*ASSIGNMENT*
Copy the records word for word. Pictures do not go in.
BEGIN GIVEN INFORMATION
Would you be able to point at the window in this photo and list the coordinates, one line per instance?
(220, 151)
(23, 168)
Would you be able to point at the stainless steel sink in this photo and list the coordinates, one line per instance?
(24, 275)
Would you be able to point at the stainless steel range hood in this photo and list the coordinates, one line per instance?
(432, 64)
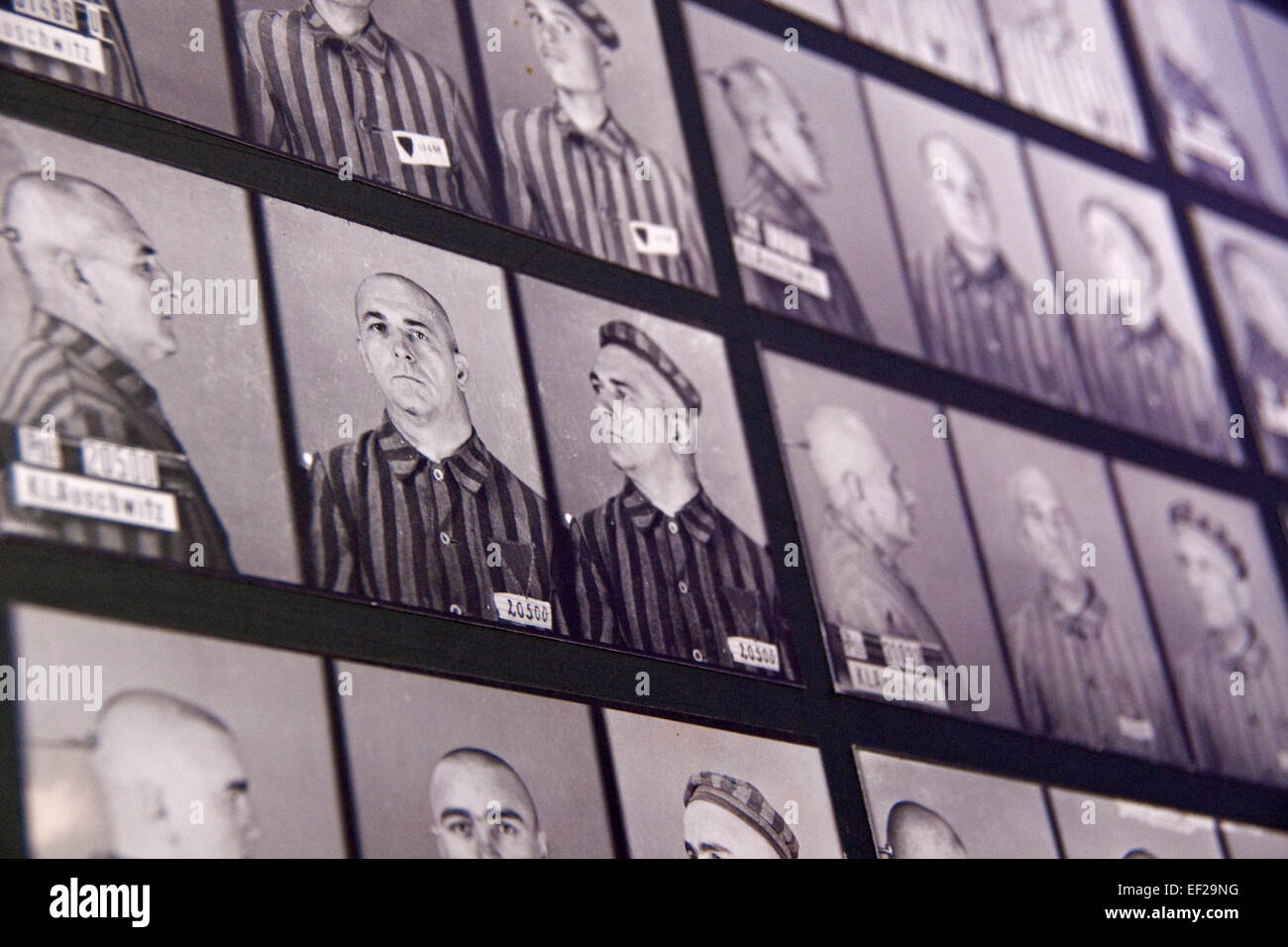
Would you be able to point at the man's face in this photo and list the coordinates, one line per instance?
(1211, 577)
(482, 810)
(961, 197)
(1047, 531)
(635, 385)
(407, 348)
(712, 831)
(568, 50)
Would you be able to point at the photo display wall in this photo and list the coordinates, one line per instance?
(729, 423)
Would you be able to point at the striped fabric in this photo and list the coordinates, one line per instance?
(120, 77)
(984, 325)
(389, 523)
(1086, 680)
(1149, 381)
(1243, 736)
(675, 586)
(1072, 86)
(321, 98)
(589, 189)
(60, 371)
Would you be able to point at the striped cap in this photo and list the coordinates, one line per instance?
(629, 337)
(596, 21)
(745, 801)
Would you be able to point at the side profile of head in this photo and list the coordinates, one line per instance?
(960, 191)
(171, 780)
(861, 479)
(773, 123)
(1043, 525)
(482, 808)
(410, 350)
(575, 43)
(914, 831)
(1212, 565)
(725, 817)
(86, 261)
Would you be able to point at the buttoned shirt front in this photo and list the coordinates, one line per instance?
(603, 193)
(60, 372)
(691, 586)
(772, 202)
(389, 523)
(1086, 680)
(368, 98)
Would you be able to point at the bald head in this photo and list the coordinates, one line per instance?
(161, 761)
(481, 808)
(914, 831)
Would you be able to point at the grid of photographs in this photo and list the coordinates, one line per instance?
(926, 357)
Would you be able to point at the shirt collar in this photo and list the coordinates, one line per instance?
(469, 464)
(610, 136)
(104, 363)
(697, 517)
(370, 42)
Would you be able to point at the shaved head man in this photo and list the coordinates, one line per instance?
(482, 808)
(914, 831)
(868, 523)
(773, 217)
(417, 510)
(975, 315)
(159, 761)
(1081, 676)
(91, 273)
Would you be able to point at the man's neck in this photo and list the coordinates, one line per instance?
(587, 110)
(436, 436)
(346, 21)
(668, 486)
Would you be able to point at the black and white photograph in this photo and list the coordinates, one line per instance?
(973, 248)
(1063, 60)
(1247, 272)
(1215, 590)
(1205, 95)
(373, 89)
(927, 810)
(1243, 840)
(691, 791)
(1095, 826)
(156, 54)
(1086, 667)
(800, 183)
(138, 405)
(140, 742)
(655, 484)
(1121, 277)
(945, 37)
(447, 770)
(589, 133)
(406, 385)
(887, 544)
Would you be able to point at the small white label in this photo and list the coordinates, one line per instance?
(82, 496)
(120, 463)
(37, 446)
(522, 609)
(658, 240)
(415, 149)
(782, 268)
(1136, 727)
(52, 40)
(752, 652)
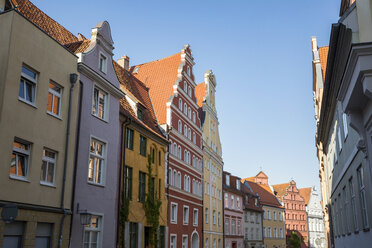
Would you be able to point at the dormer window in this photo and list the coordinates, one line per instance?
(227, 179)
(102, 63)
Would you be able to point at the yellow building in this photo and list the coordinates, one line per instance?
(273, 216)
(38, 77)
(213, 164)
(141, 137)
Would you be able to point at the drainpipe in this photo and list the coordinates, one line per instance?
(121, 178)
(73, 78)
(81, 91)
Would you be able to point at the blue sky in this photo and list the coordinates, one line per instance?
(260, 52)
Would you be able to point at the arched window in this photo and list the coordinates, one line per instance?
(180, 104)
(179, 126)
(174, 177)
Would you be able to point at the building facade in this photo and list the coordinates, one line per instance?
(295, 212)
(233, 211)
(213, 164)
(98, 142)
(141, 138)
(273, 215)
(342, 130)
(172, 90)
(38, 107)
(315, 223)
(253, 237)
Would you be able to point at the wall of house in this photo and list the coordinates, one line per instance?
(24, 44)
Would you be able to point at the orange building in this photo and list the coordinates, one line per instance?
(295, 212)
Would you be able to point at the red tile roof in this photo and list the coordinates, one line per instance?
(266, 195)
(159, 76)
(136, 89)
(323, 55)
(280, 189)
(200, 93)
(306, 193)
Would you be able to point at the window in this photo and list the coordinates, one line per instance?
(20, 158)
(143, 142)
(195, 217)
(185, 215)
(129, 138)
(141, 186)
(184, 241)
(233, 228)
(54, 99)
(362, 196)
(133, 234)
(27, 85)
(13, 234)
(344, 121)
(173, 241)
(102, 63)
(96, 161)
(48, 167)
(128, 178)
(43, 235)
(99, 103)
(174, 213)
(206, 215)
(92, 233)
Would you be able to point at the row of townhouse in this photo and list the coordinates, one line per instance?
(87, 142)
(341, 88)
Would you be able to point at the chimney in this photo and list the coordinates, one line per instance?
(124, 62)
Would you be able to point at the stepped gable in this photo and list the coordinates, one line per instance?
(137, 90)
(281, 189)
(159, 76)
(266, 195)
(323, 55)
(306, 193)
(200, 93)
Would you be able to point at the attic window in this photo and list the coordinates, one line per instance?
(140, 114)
END GIVEN INFORMATION
*TASK OUTPUT*
Would you be able to point at the window in this photo and list the coordinates, one line per instance?
(220, 151)
(23, 168)
Would you be able to point at the stainless steel sink in this photo and list the coordinates, one line per instance?
(24, 275)
Would you be able to point at the stainless steel range hood in this photo and list the coordinates, one line per instance?
(432, 64)
Would you be able to point at the man's face in this photo and list the coordinates, one line per instance?
(1211, 577)
(482, 810)
(961, 197)
(1047, 531)
(635, 385)
(407, 348)
(712, 831)
(568, 50)
Would you be able to point at the photo display wall in this photo and list the coordinates, one line per instance?
(729, 423)
Would you be able to point at the striped fabric in this photo and list the coordinates, one line per instance?
(120, 77)
(984, 325)
(389, 523)
(1086, 680)
(1149, 381)
(1243, 736)
(675, 586)
(1072, 86)
(321, 98)
(589, 189)
(60, 371)
Would you be able to point at the striped cap in this photo and list the coordinates, one line per instance?
(629, 337)
(596, 21)
(745, 801)
Would you be able to point at the side profile of head in this photo and list the coordinates, one line per instance?
(960, 191)
(171, 780)
(861, 479)
(773, 123)
(1043, 525)
(482, 808)
(410, 350)
(575, 43)
(914, 831)
(1212, 565)
(725, 817)
(86, 261)
Would you be able to point at the buttoned shirt front in this photo and list the coordinates, one line per instance?
(603, 193)
(60, 372)
(691, 586)
(772, 202)
(389, 523)
(1086, 680)
(368, 98)
Would you be able to point at the bald head in this photo and list the coordinates, one line per instance?
(161, 761)
(481, 808)
(914, 831)
Would you be able to point at the grid of photographs in this photo and list the coordinates, one line per instance?
(926, 357)
Would you be able to point at the shirt collar in this photo and list the coordinates, one line per instance?
(469, 464)
(610, 136)
(104, 363)
(697, 517)
(370, 42)
Would you be able to point at the shaved head man in this photo and list the coordinates, one line per instance?
(482, 808)
(914, 831)
(868, 523)
(773, 217)
(417, 510)
(975, 315)
(159, 761)
(1081, 676)
(91, 273)
Would you be able to point at the man's neck in this photo and list the coordinates, one line per instance?
(587, 110)
(436, 436)
(346, 21)
(668, 486)
Would you be able to point at the black and white photograph in this photo and list the coordinates, one line per instance?
(973, 248)
(1063, 60)
(1247, 272)
(1215, 590)
(1205, 95)
(373, 89)
(927, 810)
(1243, 840)
(691, 791)
(1095, 826)
(156, 54)
(1086, 667)
(800, 183)
(138, 405)
(140, 742)
(655, 484)
(1121, 277)
(945, 37)
(447, 770)
(589, 133)
(406, 385)
(887, 544)
Would you be able to point at the small white label in this photo and list the coordinates, one line per instance?
(82, 496)
(120, 463)
(37, 446)
(522, 609)
(658, 240)
(415, 149)
(782, 268)
(1136, 727)
(52, 40)
(752, 652)
Would you be able to point at the dormer window in this photo and list the coordinates, one line per instance?
(227, 179)
(102, 63)
Would you be able to point at the yellow building in this photo and list the coordinates, one line per instance?
(273, 216)
(38, 77)
(213, 164)
(141, 137)
Would you be able to point at the drainpipe in this photo and list the coordinates, one line per instance?
(121, 178)
(73, 78)
(81, 91)
Would you be able to point at the blue sky in this photo and list the coordinates, one line per instance?
(260, 52)
Would you be able to point at the arched window in this photo and list the coordinates, one line per instance?
(180, 104)
(179, 126)
(174, 177)
Would you be able to point at the building facade in this photo and list the coordinates, one line per instance?
(295, 212)
(233, 211)
(213, 164)
(98, 142)
(141, 138)
(273, 215)
(342, 130)
(172, 90)
(38, 107)
(315, 223)
(253, 237)
Would you be able to point at the wall of house in this photo and list the coordinates, one line per instance?
(24, 44)
Would you be able to point at the orange building in this photo and list the coordinates, one line per instance?
(295, 212)
Would you be able to point at the red tile roof in this photo and list the coordinates, one line per instance?
(266, 195)
(159, 76)
(136, 89)
(323, 55)
(280, 189)
(200, 93)
(306, 193)
Would you be able to point at the window in this photo and list the coordinates, one line per instance?
(20, 158)
(143, 142)
(195, 217)
(185, 215)
(129, 138)
(141, 186)
(184, 241)
(233, 228)
(54, 99)
(362, 196)
(133, 234)
(27, 85)
(13, 234)
(344, 121)
(173, 241)
(102, 63)
(96, 161)
(48, 167)
(128, 178)
(43, 235)
(99, 103)
(174, 213)
(206, 215)
(92, 233)
Would you be able to point at the row of townhouse in this photo and list the coordinates, one line per instance?
(87, 142)
(341, 88)
Would you be able to point at the chimney in this photo and list the coordinates, one line per instance?
(124, 62)
Would you be able to point at the stepped gable in this photo and list the coordinates, one line per instance?
(137, 90)
(281, 189)
(159, 76)
(266, 195)
(323, 55)
(306, 193)
(200, 93)
Would you be able to point at the attic window in this photo and list the coordinates, one line per instance?
(140, 114)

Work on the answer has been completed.